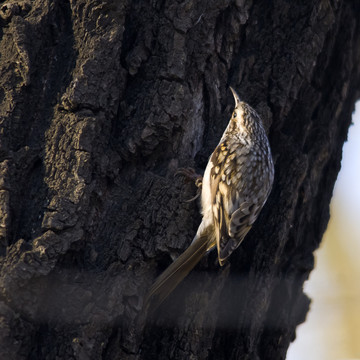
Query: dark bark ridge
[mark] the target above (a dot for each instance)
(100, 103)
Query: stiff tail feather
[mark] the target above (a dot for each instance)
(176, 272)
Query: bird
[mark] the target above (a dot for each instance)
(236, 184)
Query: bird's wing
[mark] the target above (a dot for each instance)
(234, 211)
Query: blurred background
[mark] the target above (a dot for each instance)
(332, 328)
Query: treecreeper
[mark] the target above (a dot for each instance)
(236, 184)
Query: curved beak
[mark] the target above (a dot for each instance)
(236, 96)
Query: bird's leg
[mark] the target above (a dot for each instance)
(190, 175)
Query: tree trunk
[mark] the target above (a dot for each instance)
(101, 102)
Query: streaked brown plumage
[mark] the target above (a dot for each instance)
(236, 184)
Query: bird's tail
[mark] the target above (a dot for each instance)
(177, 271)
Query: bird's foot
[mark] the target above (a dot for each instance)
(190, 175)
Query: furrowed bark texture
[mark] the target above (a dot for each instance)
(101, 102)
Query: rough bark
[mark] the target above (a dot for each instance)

* * *

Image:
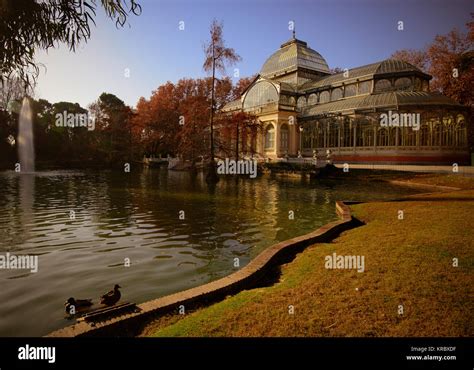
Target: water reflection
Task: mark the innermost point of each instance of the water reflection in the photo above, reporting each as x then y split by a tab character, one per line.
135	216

* WHAT THIS TASK INVOLVES *
Across the entries, tally every line that contains the word "bark" and report the sum by itself.

* SOLUTION FOR THIS TASK *
3